What to produce:
Provide an exact copy of the data, excluding the images.

Location identification items
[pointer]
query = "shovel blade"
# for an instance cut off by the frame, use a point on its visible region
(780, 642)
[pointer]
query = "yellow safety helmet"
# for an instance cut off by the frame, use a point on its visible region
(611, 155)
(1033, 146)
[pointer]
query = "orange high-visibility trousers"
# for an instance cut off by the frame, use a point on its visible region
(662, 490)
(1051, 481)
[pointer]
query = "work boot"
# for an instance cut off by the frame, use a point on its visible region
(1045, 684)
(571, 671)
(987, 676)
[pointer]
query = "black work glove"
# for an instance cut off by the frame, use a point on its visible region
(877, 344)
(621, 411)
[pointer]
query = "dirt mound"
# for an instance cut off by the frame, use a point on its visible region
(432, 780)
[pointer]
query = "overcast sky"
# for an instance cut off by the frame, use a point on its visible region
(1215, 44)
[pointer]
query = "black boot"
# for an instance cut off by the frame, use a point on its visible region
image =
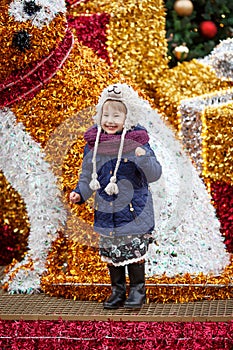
(137, 292)
(117, 298)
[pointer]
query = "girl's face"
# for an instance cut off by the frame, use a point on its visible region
(113, 117)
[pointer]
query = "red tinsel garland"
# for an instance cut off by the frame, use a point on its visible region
(222, 194)
(64, 335)
(26, 83)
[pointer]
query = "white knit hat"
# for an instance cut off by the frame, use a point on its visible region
(135, 107)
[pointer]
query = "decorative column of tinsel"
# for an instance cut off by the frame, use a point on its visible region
(206, 130)
(190, 112)
(23, 164)
(187, 231)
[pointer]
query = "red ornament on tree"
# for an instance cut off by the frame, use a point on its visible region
(208, 29)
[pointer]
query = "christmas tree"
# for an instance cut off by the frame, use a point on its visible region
(195, 27)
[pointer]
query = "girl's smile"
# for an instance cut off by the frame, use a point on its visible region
(113, 117)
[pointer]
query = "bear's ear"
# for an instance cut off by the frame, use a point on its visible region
(40, 12)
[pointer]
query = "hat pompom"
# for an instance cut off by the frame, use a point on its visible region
(112, 187)
(94, 184)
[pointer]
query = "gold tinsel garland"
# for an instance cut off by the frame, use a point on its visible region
(185, 81)
(136, 38)
(217, 142)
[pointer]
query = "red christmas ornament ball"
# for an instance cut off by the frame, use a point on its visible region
(208, 29)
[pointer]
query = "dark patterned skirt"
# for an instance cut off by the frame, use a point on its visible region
(124, 250)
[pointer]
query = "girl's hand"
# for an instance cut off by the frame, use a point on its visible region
(75, 197)
(139, 151)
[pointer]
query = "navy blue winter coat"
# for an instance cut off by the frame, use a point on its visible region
(130, 212)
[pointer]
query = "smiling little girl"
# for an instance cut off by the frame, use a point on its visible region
(119, 164)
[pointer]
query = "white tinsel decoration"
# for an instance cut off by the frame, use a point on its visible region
(221, 59)
(22, 162)
(48, 11)
(187, 231)
(190, 111)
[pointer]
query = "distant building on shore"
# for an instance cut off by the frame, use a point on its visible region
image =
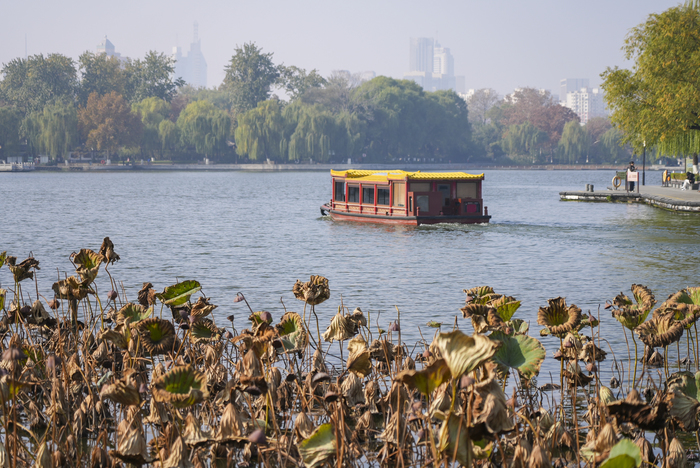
(586, 103)
(106, 47)
(191, 67)
(432, 66)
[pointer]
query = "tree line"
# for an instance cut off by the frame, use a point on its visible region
(138, 109)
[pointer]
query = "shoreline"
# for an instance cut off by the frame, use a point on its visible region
(328, 167)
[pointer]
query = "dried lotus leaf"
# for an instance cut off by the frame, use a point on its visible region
(660, 331)
(202, 308)
(157, 335)
(121, 392)
(558, 318)
(182, 386)
(340, 329)
(359, 359)
(313, 292)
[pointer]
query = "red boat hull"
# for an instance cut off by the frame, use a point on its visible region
(403, 220)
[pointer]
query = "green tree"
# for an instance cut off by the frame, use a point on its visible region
(32, 83)
(151, 77)
(574, 143)
(260, 132)
(658, 100)
(152, 112)
(99, 74)
(204, 128)
(106, 123)
(54, 130)
(249, 78)
(10, 121)
(523, 139)
(479, 104)
(296, 81)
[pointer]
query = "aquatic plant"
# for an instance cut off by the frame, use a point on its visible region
(125, 382)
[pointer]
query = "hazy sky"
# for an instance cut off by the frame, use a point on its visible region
(495, 43)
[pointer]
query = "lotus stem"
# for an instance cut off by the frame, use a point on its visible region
(634, 381)
(629, 355)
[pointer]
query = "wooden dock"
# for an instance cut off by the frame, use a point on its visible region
(669, 198)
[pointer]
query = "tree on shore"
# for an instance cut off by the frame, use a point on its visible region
(30, 84)
(101, 74)
(107, 123)
(657, 101)
(249, 78)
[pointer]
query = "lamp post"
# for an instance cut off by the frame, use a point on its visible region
(644, 163)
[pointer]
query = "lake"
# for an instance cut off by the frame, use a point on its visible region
(258, 233)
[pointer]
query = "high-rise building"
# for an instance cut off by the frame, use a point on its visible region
(586, 103)
(421, 54)
(191, 67)
(570, 85)
(106, 47)
(432, 66)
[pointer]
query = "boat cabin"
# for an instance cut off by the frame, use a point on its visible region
(397, 196)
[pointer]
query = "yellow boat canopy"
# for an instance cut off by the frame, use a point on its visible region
(396, 174)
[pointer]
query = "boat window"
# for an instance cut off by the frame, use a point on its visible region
(420, 187)
(368, 195)
(383, 197)
(339, 194)
(444, 189)
(423, 203)
(399, 194)
(466, 190)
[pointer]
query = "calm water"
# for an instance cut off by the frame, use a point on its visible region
(259, 232)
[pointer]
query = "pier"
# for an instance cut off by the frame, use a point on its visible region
(669, 198)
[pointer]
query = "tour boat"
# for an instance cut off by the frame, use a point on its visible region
(409, 198)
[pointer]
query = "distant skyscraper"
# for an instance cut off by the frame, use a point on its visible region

Response to the task:
[pointer]
query = "shovel blade"
# for an instance cut off by the frame, use a point on its visible region
(780, 642)
[pointer]
query = "yellow safety helmet"
# for an instance cut off by the frame, use a point on its visible region
(611, 155)
(1033, 146)
[pointer]
query = "orange high-visibility trousers"
# for an instance cut off by the frame, use a point on its visible region
(662, 490)
(1051, 481)
[pointer]
query = "work boot"
# for an instance cut off by the frame, use a point on its visible region
(1045, 684)
(571, 671)
(987, 676)
[pointer]
query = "black work glove"
# for an instance cut off by the frame, use a point on its visible region
(877, 344)
(621, 411)
[pointer]
query = "dirt mound"
# for an instance cut off by the frame, use a point on its visible region
(432, 780)
[pointer]
query = "overcast sky"
# for an instance cut off by the frame, use a point on its visible region
(1215, 44)
[pointer]
query = "black boot"
# for an instance cut off by the frame, use a point on its visible region
image =
(137, 292)
(117, 298)
[pointer]
query = "girl's face"
# for an instance cut off by the frame, use a point on its visible region
(113, 117)
[pointer]
query = "red tinsel garland"
# for an instance cut off by the frame, use a point on its visible region
(222, 194)
(64, 335)
(26, 83)
[pointer]
query = "white knit hat"
# for an instance cut off by the frame, use a point on its visible region
(135, 107)
[pointer]
query = "decorative column of tinsel"
# for an instance cut off by the frame, use a point on its visible region
(206, 130)
(190, 112)
(23, 164)
(187, 231)
[pointer]
query = "red ornament on tree"
# for an instance cut off by the frame, use a point on its visible region
(208, 29)
[pointer]
query = "christmas tree"
# for an instance cut off by the frame, use a point on its visible region
(195, 27)
[pointer]
query = "girl's smile"
# for an instance cut off by the frame, use a point on its visible region
(113, 117)
[pointer]
query = "bear's ear"
# for an instance cut off by the frame, use a point on its visible region
(40, 12)
[pointer]
query = "hat pompom"
# for an instance cut off by the frame, use a point on its visible region
(112, 187)
(94, 184)
[pointer]
query = "gold tinsel garland"
# for an instance cut off by the frame, use a point on its visible region
(185, 81)
(136, 38)
(217, 142)
[pointer]
query = "red christmas ornament ball"
# for an instance cut off by the frame, use a point on its visible region
(208, 29)
[pointer]
query = "dark patterned skirt"
# for an instance cut off by the frame, use a point on its visible region
(124, 250)
[pointer]
query = "girl's hand"
# for an instance cut off by the frame, use a point on its visible region
(75, 197)
(139, 151)
[pointer]
query = "navy blue winter coat"
# for an instance cut off by the frame, use a point on its visible region
(130, 212)
[pointer]
query = "smiling little girl"
# for an instance cut off by the frame, use a point on its visible region
(119, 164)
[pointer]
query = "white tinsel decoration"
# for an instance cut off by the frame, use a point on its visible region
(221, 59)
(22, 162)
(48, 11)
(187, 231)
(190, 111)
[pointer]
query = "distant building on shore"
# for an instance cut off by the frame, use a point on its visible region
image =
(586, 103)
(106, 47)
(191, 67)
(432, 66)
[pointer]
query = "tree line"
# for an instance cut off by the frame, use a point on its visible region
(138, 109)
[pointer]
query = "shoreline"
# for an instance cut off by the frame, use a point on its visible region
(328, 167)
[pointer]
query = "dried lotus leaf"
# for an instance cut off by the frame, use a point on its visible region
(660, 331)
(202, 308)
(157, 335)
(121, 392)
(558, 318)
(182, 386)
(340, 329)
(359, 359)
(313, 292)
[pointer]
query = "red boat hull"
# for an instance cut off by the frame, use a point on its visible region
(403, 220)
[pointer]
query = "green tree"
# for an instance cut off by the frame, use a point on its visible region
(32, 83)
(151, 77)
(574, 143)
(260, 132)
(658, 100)
(152, 112)
(99, 74)
(204, 128)
(106, 123)
(54, 130)
(249, 78)
(10, 121)
(523, 139)
(479, 104)
(296, 81)
[pointer]
query = "aquatic plant"
# for an instance cut off by the frame, use a point on its visible region
(125, 382)
[pointer]
query = "hazy sky"
# for an instance cut off by the frame, use a point on its visible region
(495, 43)
[pointer]
query = "lotus stem"
# for an instance cut off by the frame, use a point on its visible region
(634, 381)
(629, 355)
[pointer]
query = "wooden dock"
# for an instance cut off by the frame, use a point on its visible region
(669, 198)
[pointer]
query = "tree on shore"
# for an instance cut off by the frame, use a point on its visible region
(30, 84)
(101, 74)
(107, 123)
(657, 101)
(249, 78)
[pointer]
query = "lamp post"
# for an instance cut off by the frame, use a point on its visible region
(644, 163)
[pointer]
query = "lake"
# for an instance cut off by the frame, use a point on its visible region
(258, 233)
[pointer]
query = "high-rise building"
# for an instance cut off by the frame, use a point on its visible region
(586, 103)
(421, 54)
(191, 67)
(570, 85)
(106, 47)
(432, 66)
[pointer]
query = "boat cabin"
# for an instance cut off by the frame, use a point on its visible region
(397, 196)
[pointer]
query = "yellow boat canopy"
# for an instance cut off by the frame, use a point on its visible region
(396, 174)
[pointer]
query = "boat window"
# for an instance cut off by the frame, use a point on its visible region
(420, 187)
(368, 195)
(383, 197)
(339, 194)
(444, 189)
(423, 203)
(399, 194)
(466, 190)
[pointer]
query = "calm water"
# for an instance cut off by the frame, use a point on its visible region
(259, 232)
[pointer]
query = "pier"
# for an instance cut off by the frame, use a point on its visible region
(669, 198)
[pointer]
query = "tour boat"
# for an instance cut off by the frame, use a point on its visible region
(409, 198)
[pointer]
query = "distant skyscraper"
# for an instance cut off by the frame, use a point on its visible region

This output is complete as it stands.